[Aim] Reproduce the items below word for word, starting at their first line and ending with the line that contains "POLYGON ((71 46, 65", including both of those lines.
───── Task input ─────
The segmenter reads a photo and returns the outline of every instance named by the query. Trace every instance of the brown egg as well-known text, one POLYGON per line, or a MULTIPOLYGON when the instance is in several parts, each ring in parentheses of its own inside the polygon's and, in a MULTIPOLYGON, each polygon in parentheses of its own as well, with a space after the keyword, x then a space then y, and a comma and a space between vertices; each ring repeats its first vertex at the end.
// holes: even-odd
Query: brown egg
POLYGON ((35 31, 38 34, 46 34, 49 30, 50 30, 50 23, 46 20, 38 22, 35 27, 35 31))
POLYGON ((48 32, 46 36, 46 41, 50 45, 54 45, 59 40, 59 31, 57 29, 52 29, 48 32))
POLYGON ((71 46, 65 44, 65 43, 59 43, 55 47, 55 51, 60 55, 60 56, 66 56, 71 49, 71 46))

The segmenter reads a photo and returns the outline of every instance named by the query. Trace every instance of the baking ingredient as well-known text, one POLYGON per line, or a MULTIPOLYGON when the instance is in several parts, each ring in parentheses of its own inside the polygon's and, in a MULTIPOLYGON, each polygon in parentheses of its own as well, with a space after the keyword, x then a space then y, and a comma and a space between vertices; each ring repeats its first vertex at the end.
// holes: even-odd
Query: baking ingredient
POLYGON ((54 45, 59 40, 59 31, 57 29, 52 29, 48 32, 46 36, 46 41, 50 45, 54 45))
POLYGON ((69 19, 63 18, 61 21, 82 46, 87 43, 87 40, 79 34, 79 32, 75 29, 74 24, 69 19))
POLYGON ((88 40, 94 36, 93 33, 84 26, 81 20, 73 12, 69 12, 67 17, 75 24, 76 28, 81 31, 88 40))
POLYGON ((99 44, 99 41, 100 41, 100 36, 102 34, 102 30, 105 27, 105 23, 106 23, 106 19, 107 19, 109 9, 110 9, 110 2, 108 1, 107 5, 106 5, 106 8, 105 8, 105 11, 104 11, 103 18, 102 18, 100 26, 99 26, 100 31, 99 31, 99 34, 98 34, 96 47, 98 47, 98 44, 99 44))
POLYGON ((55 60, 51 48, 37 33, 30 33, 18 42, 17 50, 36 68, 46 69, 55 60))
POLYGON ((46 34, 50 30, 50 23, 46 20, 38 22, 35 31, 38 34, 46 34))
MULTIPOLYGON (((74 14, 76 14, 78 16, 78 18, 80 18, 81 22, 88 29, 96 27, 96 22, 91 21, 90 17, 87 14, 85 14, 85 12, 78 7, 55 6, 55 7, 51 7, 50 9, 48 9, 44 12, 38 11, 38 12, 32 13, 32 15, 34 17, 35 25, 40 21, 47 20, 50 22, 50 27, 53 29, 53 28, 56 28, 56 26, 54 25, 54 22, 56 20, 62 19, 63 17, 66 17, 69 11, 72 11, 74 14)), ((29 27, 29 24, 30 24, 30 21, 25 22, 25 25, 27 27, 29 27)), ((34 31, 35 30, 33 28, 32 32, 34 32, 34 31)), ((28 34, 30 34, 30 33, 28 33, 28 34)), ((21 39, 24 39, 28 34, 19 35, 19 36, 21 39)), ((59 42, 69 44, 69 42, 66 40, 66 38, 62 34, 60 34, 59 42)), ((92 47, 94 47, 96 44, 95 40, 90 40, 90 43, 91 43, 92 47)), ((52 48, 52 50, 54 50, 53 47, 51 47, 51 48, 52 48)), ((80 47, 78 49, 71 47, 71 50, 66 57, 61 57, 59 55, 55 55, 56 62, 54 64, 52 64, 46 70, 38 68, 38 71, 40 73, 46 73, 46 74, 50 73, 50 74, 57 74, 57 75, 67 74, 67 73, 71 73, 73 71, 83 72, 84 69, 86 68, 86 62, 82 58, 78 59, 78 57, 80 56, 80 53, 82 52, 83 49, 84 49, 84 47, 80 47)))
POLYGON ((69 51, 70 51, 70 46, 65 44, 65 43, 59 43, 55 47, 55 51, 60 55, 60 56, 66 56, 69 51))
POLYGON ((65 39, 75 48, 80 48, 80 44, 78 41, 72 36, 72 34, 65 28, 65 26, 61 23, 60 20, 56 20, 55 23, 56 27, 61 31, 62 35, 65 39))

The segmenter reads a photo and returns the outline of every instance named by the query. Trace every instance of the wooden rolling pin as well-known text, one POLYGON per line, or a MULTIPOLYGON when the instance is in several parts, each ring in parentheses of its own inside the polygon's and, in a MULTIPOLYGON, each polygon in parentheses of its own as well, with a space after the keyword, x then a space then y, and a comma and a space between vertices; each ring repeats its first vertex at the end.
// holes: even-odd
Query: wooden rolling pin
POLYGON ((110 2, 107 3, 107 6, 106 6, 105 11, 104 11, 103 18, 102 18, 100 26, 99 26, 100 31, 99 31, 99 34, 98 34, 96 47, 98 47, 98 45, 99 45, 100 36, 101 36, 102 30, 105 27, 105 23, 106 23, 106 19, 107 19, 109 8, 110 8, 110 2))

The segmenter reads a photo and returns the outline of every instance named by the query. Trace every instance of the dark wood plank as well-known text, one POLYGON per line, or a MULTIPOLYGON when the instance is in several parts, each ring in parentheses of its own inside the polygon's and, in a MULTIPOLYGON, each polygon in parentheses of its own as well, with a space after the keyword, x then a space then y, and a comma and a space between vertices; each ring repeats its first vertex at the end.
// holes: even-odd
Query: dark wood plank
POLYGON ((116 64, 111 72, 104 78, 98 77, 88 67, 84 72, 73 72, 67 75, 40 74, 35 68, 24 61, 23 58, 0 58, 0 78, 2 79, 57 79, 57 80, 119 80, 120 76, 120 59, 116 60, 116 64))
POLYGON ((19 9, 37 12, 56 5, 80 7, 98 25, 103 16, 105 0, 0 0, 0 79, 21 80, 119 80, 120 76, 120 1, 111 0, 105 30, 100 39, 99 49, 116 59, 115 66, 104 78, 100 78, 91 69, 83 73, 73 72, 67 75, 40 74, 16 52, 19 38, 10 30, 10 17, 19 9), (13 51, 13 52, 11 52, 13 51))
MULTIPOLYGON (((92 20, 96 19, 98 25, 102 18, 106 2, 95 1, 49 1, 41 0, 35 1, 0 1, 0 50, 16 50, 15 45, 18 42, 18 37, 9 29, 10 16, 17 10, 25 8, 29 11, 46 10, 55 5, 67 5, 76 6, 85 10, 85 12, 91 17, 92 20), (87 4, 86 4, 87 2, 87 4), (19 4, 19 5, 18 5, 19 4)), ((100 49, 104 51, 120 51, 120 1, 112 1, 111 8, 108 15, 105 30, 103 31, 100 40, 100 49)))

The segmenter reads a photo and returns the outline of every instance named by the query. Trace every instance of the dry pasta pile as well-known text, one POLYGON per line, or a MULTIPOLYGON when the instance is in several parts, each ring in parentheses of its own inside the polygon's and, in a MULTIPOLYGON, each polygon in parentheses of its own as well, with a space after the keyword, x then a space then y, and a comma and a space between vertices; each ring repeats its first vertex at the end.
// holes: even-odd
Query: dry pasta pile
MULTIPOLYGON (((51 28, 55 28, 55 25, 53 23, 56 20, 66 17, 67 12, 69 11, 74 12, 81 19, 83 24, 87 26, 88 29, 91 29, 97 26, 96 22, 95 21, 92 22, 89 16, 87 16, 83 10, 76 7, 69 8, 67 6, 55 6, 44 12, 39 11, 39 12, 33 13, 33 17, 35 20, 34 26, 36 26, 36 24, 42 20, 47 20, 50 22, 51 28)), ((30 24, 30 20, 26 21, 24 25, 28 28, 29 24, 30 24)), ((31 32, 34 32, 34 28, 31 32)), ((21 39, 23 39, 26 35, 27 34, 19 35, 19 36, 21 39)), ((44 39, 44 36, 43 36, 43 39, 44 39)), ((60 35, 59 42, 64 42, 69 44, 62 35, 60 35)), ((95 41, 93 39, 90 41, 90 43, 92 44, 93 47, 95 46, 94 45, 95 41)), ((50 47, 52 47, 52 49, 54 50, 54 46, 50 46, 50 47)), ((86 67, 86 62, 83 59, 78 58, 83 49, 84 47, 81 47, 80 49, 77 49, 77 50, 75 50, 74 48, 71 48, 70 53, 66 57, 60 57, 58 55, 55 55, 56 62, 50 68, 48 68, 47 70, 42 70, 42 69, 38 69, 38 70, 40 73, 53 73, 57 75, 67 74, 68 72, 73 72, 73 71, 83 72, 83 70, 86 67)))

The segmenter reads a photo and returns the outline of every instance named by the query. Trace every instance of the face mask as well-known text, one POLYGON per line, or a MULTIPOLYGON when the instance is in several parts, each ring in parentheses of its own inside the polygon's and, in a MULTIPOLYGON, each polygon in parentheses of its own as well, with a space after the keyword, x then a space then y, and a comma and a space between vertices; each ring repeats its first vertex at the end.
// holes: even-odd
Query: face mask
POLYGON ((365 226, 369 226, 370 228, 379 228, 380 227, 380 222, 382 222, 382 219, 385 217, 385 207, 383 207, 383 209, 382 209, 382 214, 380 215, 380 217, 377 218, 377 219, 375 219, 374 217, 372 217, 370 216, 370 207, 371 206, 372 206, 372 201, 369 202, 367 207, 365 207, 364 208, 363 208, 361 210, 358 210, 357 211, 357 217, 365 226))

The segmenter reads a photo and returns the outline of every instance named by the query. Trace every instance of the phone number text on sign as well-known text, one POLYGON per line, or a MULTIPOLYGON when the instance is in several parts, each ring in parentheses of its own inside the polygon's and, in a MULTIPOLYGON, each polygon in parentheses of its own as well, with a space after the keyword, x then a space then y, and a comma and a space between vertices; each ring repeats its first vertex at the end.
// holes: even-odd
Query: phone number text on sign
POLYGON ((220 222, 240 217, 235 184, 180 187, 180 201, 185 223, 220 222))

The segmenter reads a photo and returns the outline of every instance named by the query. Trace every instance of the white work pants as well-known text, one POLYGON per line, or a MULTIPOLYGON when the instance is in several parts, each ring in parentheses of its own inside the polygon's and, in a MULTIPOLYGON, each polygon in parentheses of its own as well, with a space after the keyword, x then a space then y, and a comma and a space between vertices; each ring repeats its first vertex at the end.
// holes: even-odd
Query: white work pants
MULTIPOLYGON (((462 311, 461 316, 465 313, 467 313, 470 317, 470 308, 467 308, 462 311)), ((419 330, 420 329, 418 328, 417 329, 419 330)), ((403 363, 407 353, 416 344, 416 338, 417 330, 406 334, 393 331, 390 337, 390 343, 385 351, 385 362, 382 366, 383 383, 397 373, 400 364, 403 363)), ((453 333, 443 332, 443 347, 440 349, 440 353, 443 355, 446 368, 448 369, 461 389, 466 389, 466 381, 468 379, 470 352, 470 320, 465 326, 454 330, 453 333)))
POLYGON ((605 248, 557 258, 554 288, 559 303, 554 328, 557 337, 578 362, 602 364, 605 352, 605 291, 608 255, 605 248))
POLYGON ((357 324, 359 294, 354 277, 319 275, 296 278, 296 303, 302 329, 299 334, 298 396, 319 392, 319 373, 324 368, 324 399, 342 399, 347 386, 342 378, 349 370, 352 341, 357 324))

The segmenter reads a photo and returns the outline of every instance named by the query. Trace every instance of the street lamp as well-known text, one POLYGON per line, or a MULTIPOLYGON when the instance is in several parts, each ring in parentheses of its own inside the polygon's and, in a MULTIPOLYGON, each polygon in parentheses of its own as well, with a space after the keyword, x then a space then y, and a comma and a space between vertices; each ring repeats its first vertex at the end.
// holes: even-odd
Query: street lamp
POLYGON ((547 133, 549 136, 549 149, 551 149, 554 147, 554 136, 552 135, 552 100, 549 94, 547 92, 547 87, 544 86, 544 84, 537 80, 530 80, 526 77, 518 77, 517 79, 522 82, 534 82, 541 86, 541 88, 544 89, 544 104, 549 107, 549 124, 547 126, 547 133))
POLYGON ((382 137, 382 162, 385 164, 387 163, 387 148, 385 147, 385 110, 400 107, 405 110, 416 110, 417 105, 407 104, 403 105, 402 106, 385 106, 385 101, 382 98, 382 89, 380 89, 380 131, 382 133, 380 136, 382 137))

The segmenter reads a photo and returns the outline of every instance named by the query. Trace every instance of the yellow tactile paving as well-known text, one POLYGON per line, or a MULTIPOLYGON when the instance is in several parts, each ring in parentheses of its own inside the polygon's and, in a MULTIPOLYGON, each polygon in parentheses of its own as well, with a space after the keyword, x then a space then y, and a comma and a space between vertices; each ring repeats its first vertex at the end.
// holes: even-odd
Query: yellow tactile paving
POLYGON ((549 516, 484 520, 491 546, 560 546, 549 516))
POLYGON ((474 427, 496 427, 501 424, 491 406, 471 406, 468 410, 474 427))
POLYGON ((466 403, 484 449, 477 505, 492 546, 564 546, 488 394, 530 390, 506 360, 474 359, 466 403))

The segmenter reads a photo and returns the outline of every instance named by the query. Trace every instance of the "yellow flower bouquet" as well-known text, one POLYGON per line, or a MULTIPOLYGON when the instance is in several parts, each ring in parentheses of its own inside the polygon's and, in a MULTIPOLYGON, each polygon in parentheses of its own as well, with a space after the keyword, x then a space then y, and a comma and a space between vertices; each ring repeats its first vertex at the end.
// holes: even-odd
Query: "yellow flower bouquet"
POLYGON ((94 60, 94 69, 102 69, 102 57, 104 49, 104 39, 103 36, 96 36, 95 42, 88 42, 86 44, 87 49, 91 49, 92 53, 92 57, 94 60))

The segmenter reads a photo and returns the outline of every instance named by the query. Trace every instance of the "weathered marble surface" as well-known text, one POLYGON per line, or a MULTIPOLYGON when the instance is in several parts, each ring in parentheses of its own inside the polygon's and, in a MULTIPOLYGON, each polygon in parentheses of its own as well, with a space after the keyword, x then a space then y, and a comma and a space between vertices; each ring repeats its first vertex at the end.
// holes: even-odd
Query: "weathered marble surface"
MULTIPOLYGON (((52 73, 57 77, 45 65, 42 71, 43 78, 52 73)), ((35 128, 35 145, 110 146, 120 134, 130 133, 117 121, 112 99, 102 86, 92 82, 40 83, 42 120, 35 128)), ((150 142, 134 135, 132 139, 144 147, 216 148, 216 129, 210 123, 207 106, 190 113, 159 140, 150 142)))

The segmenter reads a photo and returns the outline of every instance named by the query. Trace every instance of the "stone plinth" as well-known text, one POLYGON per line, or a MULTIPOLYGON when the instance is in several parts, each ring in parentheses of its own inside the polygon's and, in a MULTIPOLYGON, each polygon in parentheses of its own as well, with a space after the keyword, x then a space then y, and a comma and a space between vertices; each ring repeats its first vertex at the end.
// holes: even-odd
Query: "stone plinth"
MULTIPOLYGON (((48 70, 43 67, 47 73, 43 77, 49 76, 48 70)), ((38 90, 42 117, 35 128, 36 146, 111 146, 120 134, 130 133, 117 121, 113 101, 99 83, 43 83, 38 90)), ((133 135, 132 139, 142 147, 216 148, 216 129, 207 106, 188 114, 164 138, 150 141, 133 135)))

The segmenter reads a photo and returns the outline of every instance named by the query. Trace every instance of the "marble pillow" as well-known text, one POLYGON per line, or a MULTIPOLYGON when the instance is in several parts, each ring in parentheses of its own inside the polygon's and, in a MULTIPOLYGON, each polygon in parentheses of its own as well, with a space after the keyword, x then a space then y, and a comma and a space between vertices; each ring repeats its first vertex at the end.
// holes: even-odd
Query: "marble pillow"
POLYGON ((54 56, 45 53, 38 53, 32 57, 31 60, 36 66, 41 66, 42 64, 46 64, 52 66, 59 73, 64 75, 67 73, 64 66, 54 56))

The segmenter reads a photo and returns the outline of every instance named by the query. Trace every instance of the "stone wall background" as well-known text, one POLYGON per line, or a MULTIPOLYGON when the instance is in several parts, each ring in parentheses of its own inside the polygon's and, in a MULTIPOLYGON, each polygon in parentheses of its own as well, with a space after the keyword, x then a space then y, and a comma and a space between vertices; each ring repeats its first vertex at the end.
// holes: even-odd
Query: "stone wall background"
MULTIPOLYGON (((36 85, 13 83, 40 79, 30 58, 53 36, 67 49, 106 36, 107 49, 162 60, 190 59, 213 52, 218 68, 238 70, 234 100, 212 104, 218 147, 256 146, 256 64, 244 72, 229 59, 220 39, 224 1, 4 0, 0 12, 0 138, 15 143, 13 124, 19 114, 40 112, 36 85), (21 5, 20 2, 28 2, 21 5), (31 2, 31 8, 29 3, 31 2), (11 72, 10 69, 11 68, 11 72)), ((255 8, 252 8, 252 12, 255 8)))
─────
[Correct output]
The segmenter reads a photo and returns the outline of every instance named by the query. Trace every instance of the brown egg as well-known text, one POLYGON per line, or a MULTIPOLYGON when the instance is in several parts, each ring in parentheses of its own inside the polygon's and, in a MULTIPOLYGON, each polygon in parentheses of its own as well, with a space after the keyword, x then a space then y, and a comma and a space between vertices; each ring repeats its first vertex at the end.
// holes: even-odd
Query: brown egg
POLYGON ((35 31, 38 34, 46 34, 49 30, 50 30, 50 23, 46 20, 38 22, 35 27, 35 31))
POLYGON ((48 32, 46 36, 46 41, 50 45, 54 45, 59 40, 59 31, 57 29, 52 29, 48 32))
POLYGON ((71 46, 65 44, 65 43, 59 43, 55 47, 55 51, 60 55, 60 56, 66 56, 71 49, 71 46))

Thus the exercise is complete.